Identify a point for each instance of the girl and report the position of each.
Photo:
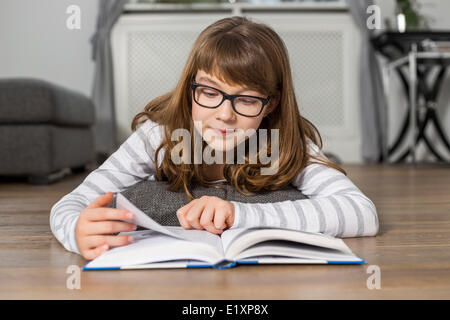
(237, 76)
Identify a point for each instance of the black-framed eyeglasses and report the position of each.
(245, 105)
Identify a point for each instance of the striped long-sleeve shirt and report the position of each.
(335, 206)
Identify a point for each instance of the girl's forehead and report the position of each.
(216, 79)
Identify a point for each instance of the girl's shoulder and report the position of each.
(152, 131)
(313, 150)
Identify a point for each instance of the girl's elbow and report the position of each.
(371, 216)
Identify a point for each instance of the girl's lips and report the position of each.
(223, 133)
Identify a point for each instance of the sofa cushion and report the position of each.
(32, 149)
(161, 205)
(36, 101)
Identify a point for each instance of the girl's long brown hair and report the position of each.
(238, 52)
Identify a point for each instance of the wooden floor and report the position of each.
(412, 251)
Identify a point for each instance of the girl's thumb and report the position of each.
(102, 200)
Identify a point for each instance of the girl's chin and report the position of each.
(221, 145)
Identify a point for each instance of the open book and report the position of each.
(175, 247)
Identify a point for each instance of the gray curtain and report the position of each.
(372, 99)
(103, 88)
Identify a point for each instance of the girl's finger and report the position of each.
(206, 219)
(112, 241)
(108, 227)
(186, 207)
(219, 219)
(182, 217)
(94, 253)
(194, 213)
(101, 214)
(102, 201)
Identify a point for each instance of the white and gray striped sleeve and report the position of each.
(131, 163)
(335, 207)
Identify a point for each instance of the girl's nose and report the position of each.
(225, 111)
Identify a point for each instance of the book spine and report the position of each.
(347, 262)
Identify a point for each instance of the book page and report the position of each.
(229, 235)
(247, 239)
(295, 250)
(150, 246)
(141, 219)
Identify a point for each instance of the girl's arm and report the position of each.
(131, 163)
(335, 206)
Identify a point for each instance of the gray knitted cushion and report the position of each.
(161, 205)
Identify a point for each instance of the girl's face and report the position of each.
(210, 121)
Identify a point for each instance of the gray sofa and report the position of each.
(44, 130)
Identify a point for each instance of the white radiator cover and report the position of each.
(150, 50)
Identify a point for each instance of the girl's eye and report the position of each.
(248, 101)
(209, 93)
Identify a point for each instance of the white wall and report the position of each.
(35, 42)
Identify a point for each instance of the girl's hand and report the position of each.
(210, 213)
(96, 225)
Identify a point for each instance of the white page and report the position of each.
(230, 235)
(202, 236)
(251, 237)
(150, 246)
(141, 219)
(295, 250)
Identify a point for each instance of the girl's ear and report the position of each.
(273, 103)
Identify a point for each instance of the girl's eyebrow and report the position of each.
(211, 81)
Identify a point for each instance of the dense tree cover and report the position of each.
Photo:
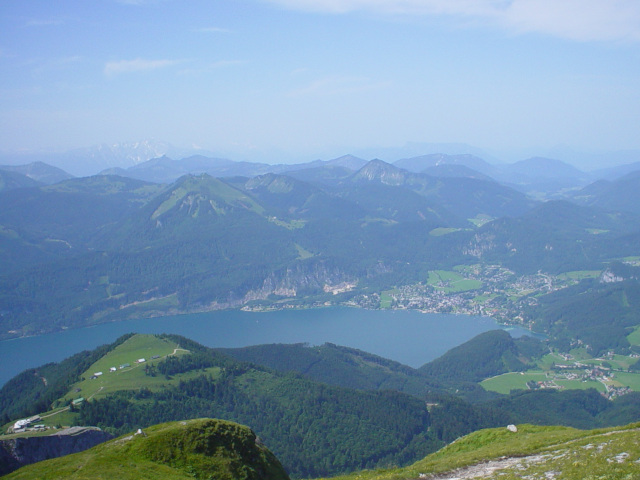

----

▸ **Problem statement**
Reproduce the listing above word for word, leaving out the pictures.

▸ **Full answer**
Identify a point for each instance of the girl and report the position of each.
Photo:
(237, 76)
Identify a point for each instance of the black-framed eyeglasses and report the position of each.
(245, 105)
Identify a point for each instance of the striped long-sleeve shirt and report the position of each.
(335, 206)
Identify a point for each instance of the girl's forehead and report the position of each.
(216, 79)
Identify a point for each instance of the girl's shoulder and report the position of each.
(152, 131)
(313, 150)
Identify a point for each instance of the girl's elbow and report the position of each.
(371, 216)
Identify a point for each instance of the girl's lips and report the position of each.
(223, 133)
Identify a point for each instance of the sofa cushion and report the position of each.
(32, 149)
(161, 205)
(36, 101)
Identify a point for each instance of the girl's long brown hair and report the position of each.
(238, 52)
Identify a point for each instance of the wooden floor and report the position of each.
(412, 251)
Identify a point for each instance of the girl's thumb and report the position of each.
(102, 200)
Identify a point for each instance of the girl's chin and report the position of each.
(221, 145)
Identify a point for each instance of the open book and report the position of each.
(175, 247)
Identify a point for each instance of the gray curtain and report the position of each.
(372, 99)
(103, 88)
Identify a point for each instance of the girl's finger and report the position of each.
(206, 219)
(112, 241)
(108, 227)
(186, 207)
(219, 219)
(182, 217)
(94, 253)
(194, 213)
(101, 214)
(102, 201)
Identify a point for each instance of the white and gray striped sleeve and report the position of each.
(131, 163)
(335, 207)
Identify a point for each instance of the girl's nose and report the position of each.
(225, 111)
Identify a point for each instance of the book spine and report the position of each.
(347, 262)
Identify a point for each instance of the book page and report the position of each.
(229, 235)
(247, 239)
(295, 250)
(150, 246)
(141, 219)
Identify a point for each instance of the girl's arm and report the position of each.
(131, 163)
(335, 206)
Identify a point for each instance of the gray knitted cushion and report the position of each.
(161, 205)
Identify a point for each instance of the girl's face and report the position of each.
(210, 121)
Identify a point for each instance of the gray sofa and report the position of each.
(44, 130)
Identify a point for each instance of the white radiator cover and report the position of each.
(150, 50)
Identify a point for each instance of the girl's eye and report the position of each.
(248, 101)
(209, 93)
Identify a point for each instance of the white wall and report the position of each.
(35, 42)
Identify a point for each instance of the girl's hand and report the position of each.
(210, 213)
(96, 225)
Identify a point for each instance of the white page and report the position of each.
(230, 235)
(202, 236)
(251, 237)
(150, 246)
(141, 219)
(295, 250)
Identify a point for each instance of the girl's ear and report the position of each.
(273, 103)
Identify a point for each instance of the girl's eyebrow and report the position of each.
(211, 81)
Identify a point for each instance of the dense tree cover and report the position of each.
Photo:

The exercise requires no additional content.